» **What to work on**
Count the lines in the entries below that contain the string "clicks", with case mattering, and give only that number.

── Source data ──

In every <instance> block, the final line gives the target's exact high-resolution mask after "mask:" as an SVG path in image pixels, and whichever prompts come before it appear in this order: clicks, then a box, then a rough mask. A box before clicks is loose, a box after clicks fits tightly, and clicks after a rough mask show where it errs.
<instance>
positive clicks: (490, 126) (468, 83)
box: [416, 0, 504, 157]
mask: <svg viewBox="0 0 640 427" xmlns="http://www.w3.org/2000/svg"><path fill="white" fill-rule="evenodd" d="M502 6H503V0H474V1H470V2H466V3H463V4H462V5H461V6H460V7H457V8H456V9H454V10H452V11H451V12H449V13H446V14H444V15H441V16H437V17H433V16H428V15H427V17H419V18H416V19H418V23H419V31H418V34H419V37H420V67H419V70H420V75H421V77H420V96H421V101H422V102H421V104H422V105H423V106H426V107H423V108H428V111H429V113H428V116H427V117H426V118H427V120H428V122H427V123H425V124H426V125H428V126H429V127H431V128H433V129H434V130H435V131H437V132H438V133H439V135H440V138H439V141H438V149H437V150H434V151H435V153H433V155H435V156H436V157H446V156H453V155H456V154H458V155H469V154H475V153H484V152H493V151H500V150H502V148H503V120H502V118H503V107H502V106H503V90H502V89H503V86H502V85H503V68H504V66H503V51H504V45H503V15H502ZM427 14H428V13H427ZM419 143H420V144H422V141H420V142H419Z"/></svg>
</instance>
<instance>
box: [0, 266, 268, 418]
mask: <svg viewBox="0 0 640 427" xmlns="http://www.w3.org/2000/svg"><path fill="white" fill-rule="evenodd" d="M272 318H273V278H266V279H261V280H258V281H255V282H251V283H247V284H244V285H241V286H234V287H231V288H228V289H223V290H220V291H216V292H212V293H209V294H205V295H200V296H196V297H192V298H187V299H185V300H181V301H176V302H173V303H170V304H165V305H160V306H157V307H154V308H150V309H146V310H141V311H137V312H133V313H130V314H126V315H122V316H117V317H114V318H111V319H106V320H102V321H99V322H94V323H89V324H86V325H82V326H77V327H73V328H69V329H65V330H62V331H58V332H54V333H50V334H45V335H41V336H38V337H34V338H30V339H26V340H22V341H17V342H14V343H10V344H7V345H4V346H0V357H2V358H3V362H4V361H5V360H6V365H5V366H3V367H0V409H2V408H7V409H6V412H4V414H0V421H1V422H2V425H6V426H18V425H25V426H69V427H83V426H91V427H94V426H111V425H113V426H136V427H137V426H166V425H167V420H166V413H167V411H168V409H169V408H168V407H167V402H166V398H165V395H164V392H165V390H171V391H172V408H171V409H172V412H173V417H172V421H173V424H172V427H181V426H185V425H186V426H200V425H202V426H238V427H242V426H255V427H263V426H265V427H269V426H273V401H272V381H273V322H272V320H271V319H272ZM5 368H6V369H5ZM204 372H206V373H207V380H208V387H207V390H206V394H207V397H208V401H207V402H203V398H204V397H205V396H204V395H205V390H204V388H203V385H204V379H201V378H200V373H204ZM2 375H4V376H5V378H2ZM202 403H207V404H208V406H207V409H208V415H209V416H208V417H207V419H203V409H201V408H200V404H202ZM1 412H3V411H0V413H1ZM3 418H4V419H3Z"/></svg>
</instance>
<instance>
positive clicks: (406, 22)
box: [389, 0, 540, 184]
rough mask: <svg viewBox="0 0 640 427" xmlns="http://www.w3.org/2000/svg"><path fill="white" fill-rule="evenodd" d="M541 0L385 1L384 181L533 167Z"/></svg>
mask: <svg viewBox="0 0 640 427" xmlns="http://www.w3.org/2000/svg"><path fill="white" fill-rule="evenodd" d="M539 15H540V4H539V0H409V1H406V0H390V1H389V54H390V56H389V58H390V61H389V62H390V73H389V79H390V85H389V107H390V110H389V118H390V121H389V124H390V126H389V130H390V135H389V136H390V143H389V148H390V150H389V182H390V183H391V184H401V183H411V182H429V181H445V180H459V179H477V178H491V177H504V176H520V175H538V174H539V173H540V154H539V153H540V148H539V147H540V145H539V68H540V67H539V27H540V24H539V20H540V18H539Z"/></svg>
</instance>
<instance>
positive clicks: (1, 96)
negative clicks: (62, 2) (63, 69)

───

» **Solution to this problem**
5